**Text provided:**
((

Model Civil Jury Charges Are Amended in Response to Recent Appellate Decisions

According to a March 24 Notice to the Bar that was published today, the Supreme Court Committee on Model Civil Jury Charges has approved a number of revised Model Civil Jury Charges on a number of subjects.  Though all of the changes are important to note, several of the revised charges resulted directly from recent appellate decisions in the affected subject matter areas.

Model Charge 1.18 deals with adverse inferences from a party’s failure to produce evidence.  The charge has been revised in light of Torres v. Pabon, 225 N.J. 167 (2016), which was discussed here.

Model Charge 2.25, which deals with hostile work environment claims under the New Jersey Law Against Discrimination, was amended in light of Aguas v. State, 220 N.J. 494 (2015).  The charge now includes factors relevant to an employer’s defense against a claim of vicarious liability for emotional distress damages in hostile work environment cases, which was the subject of Aguas.

Model Charge 5.20F (“Duty Owed- Condition of Premises”) now has a new section regarding the “mode of operation” rule.  That charge was amended in accordance with Prioleau v. Kentucky Fried Chicken, Inc., 223 N.J. 245 (2015), and Walker v. Costco Wholesale Warehouse, 445 N.J. Super. 111 (App. Div. 2016), which elaborated on Prioleau and was discussed here.

Model Charge 6.11, regarding proximate cause, was revised in light of Komlodi v. Picciano, 217 N.J. 387 (2014), which was discussed here.  The charge discusses when it is appropriate to use a “but for” causation charge and when, in contrast, a “substantial factor” test is to be employed.

For completeness, the Notice to the Bar notes four other Model Civil Jury Charges.  Two are new: Model Charge 1.25 is a charge regarding videotaped testimony, for use in cases where such testimony is offered, and Model Charge 5.10J (“Evidence of and Per Se Negligence”) modifies the negligence per se charge already used in automobile negligence cases so that it may be employed in other contexts as well.  The other two are modifications of Model Charges 6.10, regarding proximate cause, and 8.20 (“Medical Expenses- Auto”) for clarity.

))

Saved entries

((

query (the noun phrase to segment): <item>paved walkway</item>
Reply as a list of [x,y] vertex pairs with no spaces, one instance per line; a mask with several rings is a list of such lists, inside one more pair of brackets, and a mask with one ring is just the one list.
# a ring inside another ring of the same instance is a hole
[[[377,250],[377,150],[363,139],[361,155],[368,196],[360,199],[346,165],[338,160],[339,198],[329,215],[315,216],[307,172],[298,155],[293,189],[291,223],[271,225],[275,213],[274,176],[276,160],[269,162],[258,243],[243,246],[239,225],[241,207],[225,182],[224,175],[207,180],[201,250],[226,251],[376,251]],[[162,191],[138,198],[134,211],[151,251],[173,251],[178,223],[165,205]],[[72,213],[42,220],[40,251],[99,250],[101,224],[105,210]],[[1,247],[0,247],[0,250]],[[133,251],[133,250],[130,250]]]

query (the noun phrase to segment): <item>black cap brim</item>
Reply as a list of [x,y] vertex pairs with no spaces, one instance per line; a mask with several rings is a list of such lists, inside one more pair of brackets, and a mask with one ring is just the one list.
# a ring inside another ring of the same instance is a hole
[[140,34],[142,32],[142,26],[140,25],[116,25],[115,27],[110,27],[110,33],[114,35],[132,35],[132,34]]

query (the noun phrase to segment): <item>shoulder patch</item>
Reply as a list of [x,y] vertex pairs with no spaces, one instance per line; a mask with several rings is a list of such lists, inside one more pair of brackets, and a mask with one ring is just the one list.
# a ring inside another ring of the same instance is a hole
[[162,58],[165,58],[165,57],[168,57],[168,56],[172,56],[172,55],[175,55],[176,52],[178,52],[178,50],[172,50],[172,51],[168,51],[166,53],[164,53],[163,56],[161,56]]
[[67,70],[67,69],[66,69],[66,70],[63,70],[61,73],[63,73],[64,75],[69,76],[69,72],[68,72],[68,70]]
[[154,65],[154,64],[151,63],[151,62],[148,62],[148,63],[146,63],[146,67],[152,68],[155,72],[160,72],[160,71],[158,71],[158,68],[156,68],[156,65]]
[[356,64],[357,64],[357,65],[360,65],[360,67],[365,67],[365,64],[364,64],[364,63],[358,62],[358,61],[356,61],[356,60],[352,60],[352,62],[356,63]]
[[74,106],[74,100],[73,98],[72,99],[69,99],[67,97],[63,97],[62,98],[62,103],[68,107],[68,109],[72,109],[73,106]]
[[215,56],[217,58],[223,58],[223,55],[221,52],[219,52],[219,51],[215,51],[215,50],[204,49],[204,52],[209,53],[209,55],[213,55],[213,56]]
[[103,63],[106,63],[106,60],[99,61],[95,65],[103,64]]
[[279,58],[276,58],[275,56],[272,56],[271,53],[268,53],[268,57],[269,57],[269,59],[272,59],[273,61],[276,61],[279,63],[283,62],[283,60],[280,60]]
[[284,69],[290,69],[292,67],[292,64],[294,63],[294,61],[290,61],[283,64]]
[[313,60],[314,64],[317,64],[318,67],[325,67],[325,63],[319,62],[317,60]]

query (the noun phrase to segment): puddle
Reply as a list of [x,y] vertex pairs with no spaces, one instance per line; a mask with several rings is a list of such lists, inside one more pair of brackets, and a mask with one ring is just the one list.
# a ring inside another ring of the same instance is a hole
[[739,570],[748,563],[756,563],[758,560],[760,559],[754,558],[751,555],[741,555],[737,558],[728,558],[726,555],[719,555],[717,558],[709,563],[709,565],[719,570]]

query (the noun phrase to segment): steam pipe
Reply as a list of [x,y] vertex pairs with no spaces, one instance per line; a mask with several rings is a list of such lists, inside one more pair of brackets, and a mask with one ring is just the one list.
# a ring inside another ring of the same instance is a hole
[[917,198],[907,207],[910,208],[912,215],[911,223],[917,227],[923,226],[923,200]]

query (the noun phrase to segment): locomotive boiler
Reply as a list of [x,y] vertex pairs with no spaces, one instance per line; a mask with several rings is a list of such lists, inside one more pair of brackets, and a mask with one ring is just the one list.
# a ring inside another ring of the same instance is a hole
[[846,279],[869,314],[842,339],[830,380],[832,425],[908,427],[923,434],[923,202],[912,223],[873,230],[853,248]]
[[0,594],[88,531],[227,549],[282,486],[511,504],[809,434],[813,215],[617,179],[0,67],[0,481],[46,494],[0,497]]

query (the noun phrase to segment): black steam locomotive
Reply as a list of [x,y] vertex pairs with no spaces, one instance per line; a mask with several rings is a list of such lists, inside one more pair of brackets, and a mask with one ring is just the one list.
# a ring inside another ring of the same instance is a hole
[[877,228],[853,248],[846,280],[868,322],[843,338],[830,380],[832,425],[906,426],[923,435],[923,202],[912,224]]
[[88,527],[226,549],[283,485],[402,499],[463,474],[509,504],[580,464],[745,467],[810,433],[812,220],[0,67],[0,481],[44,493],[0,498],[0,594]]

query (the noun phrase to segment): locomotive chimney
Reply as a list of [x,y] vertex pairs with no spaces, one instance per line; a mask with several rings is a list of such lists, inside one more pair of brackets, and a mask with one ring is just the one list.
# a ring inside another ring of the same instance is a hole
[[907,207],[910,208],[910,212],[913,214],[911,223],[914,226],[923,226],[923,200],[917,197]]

))

**Prompt A:** Summarize the text on amended jury charges in two sentences.
**Prompt B:** In the text on amended jury charges, rewrite the passage between "Model Civil Jury Charges Are" and "(2016), which was discussed here.", inclusive, replacing "adverse inferences" with "negative inferences".
**Prompt C:** According to the text on amended jury charges, which case led to the revision of Model Charge 6.11 on proximate cause?

**Exercise output A:** A March 24 Notice to the Bar reports that the Supreme Court Committee on Model Civil Jury Charges has approved revised Model Civil Jury Charges on a number of subjects, several of them revised directly because of recent appellate decisions. These include Model Charges 1.18, 2.25, 5.20F and 6.11, and the Notice also lists two new charges (1.25 and 5.10J) and clarifying changes to Model Charges 6.10 and 8.20.

**Exercise output B:**
Model Civil Jury Charges Are Amended in Response to Recent Appellate Decisions

According to a March 24 Notice to the Bar that was published today, the Supreme Court Committee on Model Civil Jury Charges has approved a number of revised Model Civil Jury Charges on a number of subjects.  Though all of the changes are important to note, several of the revised charges resulted directly from recent appellate decisions in the affected subject matter areas.

Model Charge 1.18 deals with negative inferences from a party’s failure to produce evidence.  The charge has been revised in light of Torres v. Pabon, 225 N.J. 167 (2016), which was discussed here.

**Exercise output C:** Komlodi v. Picciano, 217 N.J. 387 (2014).